*Directions*: Copy the listing below line for line, starting at its first line and ending with the line that has "box: [458, 261, 500, 281]" in it. Add nothing.

*Task inputs*:
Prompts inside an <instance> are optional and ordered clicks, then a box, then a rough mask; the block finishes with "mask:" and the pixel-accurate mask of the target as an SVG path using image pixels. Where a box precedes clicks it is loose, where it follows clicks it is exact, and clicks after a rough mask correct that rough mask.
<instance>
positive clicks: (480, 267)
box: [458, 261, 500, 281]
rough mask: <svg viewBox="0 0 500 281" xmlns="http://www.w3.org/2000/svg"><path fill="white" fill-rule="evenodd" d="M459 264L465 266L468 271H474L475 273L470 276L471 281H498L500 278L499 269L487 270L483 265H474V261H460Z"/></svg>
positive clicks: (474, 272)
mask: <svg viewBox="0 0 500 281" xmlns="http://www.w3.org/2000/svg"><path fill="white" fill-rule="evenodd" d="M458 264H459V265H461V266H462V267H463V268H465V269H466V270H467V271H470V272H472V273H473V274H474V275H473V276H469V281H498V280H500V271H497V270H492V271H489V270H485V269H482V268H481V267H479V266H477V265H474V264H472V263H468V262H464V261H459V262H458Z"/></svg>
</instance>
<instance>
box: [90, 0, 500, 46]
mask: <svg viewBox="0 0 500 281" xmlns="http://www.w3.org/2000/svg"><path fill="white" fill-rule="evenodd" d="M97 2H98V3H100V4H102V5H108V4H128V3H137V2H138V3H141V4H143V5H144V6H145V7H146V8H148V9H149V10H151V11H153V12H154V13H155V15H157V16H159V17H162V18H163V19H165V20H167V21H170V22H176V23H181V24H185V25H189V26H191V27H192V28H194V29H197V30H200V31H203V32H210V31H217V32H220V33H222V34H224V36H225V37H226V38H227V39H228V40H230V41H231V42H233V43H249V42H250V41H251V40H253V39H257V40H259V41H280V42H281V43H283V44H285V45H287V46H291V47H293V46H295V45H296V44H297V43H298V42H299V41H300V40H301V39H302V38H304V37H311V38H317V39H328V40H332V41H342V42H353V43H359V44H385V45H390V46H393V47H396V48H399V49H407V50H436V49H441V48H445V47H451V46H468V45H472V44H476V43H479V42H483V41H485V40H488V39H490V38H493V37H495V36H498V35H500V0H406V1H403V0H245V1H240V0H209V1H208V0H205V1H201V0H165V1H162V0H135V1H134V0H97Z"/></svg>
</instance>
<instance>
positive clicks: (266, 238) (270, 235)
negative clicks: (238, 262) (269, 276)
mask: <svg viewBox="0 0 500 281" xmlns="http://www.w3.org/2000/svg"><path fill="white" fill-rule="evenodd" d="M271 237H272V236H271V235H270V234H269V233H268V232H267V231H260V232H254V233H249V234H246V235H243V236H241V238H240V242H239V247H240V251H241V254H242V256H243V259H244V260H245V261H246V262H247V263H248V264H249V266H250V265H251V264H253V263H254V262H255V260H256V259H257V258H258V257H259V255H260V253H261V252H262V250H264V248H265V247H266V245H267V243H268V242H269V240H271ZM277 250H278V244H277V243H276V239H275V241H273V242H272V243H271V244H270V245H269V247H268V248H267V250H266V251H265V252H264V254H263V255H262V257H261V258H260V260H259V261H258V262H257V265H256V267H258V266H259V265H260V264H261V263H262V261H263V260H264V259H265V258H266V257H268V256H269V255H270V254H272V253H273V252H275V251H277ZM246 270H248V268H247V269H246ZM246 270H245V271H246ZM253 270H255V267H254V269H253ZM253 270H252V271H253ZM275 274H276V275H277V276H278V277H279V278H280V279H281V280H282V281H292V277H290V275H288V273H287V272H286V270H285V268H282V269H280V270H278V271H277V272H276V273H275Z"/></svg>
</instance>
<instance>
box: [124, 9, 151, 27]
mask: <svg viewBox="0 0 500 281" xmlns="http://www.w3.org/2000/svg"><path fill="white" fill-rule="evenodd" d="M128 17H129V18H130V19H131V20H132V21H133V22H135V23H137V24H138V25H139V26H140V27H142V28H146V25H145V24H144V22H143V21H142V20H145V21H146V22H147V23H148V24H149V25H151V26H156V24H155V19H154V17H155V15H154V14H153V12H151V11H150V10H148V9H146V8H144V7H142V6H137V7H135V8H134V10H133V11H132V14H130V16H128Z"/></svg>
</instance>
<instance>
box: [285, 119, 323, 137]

*Answer to the exercise*:
Prompts inside an <instance> are optional and ordered clicks, then a box, then a rough mask; the block finishes with "mask:" and the pixel-accurate mask of the target as an SVG path using image pixels. Where a box precedes clicks it is loose, where it follows clicks it is exact, and clicks after a rough mask correct that rough mask.
<instance>
positive clicks: (480, 267)
box: [458, 261, 500, 281]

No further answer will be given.